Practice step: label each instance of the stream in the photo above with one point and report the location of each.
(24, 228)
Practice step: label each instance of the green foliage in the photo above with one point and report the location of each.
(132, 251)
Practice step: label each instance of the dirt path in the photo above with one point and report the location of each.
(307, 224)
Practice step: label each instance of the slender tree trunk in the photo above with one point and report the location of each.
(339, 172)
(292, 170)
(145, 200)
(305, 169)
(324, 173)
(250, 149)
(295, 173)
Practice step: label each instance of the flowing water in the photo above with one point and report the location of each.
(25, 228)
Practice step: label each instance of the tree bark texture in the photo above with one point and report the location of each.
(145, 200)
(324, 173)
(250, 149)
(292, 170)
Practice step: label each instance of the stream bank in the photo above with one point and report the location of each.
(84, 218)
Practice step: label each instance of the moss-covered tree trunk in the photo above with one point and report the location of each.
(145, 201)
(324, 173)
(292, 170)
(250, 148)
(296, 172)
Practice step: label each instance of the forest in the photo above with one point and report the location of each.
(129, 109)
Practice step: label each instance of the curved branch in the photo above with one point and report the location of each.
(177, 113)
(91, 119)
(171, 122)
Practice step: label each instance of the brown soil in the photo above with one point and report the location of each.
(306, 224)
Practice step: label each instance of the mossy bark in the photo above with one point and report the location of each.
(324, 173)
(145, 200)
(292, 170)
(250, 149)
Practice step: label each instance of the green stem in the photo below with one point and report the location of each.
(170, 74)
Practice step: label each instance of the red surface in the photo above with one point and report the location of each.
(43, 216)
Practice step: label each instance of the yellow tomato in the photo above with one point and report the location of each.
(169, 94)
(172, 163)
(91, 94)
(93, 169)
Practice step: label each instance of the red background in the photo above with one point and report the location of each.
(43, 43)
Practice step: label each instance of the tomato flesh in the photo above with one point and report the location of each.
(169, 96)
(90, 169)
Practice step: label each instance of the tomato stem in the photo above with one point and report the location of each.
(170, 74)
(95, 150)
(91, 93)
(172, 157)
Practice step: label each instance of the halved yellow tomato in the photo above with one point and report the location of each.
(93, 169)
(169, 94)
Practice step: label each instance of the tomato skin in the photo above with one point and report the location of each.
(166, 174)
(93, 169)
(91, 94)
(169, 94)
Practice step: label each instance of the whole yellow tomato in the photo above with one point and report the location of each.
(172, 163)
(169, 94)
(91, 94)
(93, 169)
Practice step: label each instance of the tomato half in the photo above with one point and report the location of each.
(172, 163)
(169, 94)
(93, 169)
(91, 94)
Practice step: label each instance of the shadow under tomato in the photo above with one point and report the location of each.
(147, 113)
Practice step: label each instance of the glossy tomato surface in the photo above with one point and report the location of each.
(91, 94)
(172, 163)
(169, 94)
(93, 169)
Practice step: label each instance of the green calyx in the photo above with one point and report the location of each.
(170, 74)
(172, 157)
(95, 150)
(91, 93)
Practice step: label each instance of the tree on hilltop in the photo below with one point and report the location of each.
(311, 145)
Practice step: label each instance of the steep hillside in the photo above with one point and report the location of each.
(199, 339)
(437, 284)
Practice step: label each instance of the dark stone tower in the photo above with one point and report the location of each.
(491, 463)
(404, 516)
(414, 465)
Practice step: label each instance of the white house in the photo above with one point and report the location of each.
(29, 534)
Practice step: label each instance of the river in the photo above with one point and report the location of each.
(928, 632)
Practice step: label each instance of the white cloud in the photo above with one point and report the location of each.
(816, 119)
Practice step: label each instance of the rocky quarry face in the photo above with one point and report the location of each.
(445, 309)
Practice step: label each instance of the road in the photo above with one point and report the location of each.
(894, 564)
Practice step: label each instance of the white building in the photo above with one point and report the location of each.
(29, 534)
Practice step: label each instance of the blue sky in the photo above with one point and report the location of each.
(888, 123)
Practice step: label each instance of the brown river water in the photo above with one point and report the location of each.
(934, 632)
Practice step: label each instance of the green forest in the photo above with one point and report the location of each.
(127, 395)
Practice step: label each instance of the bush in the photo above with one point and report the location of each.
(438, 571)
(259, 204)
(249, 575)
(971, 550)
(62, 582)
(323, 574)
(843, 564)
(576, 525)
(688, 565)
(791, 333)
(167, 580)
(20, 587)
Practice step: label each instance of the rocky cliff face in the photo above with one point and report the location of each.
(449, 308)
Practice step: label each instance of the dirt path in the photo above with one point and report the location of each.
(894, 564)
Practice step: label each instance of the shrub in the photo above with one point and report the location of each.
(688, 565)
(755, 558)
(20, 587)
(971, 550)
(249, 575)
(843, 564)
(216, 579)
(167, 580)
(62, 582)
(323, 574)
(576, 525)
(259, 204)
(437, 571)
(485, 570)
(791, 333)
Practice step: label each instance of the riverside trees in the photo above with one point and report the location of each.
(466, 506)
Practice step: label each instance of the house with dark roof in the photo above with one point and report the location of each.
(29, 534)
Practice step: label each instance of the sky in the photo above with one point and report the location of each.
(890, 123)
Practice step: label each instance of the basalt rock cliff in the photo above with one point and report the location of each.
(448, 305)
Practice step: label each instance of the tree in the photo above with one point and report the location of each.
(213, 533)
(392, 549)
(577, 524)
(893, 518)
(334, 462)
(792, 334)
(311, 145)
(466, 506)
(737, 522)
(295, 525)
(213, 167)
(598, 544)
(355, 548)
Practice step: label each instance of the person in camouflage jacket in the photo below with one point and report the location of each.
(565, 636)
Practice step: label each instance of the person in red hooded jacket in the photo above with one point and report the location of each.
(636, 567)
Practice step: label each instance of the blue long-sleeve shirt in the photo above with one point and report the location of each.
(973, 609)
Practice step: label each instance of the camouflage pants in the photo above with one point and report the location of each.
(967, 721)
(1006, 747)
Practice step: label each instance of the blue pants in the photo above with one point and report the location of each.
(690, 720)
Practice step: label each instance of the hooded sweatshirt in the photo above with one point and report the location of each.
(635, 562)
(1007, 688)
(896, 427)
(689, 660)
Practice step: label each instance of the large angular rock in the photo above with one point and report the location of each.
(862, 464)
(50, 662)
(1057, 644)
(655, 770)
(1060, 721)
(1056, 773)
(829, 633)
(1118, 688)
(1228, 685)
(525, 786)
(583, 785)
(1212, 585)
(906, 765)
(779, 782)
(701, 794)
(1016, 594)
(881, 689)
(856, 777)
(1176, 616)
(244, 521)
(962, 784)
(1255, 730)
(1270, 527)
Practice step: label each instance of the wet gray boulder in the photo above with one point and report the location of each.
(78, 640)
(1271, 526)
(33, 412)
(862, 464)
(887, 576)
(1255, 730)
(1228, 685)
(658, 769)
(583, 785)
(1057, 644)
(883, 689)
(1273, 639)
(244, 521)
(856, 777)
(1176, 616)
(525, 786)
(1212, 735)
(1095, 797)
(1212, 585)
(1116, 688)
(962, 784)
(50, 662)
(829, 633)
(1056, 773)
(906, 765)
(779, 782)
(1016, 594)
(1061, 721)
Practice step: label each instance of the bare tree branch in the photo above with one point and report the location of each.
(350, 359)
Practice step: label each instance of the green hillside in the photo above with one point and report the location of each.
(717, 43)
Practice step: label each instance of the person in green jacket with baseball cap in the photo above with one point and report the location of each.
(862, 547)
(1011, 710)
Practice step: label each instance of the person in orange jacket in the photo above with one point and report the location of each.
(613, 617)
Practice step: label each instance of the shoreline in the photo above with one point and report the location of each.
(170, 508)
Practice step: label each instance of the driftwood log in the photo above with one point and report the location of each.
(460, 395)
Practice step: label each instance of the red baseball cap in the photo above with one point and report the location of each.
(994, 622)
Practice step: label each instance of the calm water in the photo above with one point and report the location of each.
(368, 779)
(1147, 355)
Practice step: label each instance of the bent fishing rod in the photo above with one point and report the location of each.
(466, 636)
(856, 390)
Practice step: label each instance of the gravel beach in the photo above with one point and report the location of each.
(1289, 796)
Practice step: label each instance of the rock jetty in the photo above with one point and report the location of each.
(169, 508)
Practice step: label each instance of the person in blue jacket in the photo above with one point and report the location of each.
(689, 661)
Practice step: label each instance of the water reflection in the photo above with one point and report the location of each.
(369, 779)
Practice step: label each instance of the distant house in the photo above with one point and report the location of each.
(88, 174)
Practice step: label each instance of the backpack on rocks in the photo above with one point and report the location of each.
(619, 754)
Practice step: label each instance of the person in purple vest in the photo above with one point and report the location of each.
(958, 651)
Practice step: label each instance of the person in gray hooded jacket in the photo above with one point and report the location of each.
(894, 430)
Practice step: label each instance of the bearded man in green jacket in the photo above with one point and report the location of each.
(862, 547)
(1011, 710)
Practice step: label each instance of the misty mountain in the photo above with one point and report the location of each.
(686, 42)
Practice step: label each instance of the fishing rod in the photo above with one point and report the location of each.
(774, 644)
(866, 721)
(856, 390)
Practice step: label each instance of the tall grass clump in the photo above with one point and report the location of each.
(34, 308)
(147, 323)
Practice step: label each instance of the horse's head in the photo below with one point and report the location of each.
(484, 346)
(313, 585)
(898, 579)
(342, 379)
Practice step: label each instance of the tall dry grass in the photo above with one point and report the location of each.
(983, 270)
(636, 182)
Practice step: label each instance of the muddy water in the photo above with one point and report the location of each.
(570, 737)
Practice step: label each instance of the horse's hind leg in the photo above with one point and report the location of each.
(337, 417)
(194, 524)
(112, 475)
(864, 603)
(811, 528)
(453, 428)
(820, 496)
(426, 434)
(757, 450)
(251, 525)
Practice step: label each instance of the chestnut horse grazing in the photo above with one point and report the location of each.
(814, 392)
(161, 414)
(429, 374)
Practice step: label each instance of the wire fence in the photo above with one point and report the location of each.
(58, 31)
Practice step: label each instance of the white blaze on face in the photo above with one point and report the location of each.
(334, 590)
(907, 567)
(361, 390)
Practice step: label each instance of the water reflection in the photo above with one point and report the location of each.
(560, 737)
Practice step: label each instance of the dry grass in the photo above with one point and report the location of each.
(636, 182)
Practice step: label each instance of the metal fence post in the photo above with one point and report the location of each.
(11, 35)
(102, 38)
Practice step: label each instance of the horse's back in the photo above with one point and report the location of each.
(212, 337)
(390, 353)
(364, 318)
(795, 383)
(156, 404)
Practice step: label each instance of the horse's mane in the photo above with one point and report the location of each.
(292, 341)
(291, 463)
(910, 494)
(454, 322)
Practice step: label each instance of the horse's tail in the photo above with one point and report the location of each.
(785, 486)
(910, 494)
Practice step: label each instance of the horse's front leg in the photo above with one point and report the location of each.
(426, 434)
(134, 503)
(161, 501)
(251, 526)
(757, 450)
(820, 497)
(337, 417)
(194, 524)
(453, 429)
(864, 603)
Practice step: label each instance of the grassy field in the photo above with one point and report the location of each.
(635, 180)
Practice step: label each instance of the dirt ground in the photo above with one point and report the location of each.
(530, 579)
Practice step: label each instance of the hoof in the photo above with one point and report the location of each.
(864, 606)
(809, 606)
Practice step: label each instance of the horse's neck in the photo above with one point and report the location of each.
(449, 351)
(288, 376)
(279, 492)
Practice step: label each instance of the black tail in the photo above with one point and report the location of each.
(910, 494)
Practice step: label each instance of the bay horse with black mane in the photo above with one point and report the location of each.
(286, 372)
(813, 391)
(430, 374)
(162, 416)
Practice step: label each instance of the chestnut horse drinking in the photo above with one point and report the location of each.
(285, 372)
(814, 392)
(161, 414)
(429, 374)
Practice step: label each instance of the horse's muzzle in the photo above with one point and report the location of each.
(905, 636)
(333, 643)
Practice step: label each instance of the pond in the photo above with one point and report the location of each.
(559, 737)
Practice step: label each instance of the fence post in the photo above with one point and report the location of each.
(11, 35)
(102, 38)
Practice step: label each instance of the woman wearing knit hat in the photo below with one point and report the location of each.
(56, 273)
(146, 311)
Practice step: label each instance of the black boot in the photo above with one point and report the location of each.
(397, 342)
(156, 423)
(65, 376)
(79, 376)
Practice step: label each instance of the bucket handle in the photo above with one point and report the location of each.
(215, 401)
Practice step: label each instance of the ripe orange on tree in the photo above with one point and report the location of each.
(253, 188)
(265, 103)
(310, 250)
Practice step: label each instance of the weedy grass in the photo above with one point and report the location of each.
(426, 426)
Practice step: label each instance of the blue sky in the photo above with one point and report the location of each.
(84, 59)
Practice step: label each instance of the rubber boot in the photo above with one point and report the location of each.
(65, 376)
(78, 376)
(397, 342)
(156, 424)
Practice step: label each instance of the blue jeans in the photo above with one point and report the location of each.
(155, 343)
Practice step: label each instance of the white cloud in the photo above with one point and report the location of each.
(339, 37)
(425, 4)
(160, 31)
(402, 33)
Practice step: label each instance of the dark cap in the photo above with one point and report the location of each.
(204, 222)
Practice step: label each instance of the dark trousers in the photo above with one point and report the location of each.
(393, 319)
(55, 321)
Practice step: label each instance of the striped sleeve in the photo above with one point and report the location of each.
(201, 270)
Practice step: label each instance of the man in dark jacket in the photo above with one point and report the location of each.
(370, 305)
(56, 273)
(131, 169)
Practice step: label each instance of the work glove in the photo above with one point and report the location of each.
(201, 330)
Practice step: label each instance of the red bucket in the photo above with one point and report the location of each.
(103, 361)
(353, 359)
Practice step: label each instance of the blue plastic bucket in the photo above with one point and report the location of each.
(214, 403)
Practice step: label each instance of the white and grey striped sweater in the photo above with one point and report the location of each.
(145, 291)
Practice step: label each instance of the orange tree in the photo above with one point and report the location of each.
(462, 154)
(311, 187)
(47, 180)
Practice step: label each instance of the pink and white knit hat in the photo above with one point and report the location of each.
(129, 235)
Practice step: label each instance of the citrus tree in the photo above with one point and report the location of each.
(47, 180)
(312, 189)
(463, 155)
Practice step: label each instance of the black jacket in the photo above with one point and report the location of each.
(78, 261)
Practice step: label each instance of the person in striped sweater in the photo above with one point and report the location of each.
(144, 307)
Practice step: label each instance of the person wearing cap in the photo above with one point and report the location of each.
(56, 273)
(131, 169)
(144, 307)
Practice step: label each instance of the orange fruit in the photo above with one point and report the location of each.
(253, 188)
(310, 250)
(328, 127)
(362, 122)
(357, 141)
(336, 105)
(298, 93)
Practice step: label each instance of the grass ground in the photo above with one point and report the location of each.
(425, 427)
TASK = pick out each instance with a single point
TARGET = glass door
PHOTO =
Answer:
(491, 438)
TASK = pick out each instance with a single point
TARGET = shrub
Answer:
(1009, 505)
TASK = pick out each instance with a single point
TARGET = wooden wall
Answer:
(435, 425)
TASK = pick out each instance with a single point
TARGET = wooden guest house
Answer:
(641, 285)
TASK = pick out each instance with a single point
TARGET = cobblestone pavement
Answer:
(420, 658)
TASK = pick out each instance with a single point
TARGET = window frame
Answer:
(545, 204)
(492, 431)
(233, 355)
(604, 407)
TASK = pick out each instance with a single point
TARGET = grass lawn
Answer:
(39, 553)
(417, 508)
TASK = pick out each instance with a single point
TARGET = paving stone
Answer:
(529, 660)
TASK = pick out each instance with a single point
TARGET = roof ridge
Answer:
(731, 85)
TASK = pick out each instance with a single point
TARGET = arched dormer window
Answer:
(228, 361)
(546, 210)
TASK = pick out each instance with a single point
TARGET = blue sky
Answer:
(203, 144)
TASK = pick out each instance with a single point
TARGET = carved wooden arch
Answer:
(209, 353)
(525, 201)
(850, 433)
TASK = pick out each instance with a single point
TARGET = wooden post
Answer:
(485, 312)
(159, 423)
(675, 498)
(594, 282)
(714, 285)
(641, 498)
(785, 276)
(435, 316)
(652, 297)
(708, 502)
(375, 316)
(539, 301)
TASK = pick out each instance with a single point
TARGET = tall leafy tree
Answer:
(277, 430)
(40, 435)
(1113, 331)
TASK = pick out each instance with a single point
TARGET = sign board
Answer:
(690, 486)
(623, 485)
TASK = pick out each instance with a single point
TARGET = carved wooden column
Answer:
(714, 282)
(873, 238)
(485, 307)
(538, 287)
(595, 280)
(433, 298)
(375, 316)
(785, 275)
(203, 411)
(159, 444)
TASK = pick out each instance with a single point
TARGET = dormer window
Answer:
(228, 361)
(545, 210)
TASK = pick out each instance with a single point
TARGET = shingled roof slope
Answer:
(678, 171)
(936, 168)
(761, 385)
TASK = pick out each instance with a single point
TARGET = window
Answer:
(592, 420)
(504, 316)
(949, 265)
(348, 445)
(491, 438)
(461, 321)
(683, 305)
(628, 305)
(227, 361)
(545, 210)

◆ ◆ ◆

Exactly how many lines of the records hold "window"? Give the number without any words.

4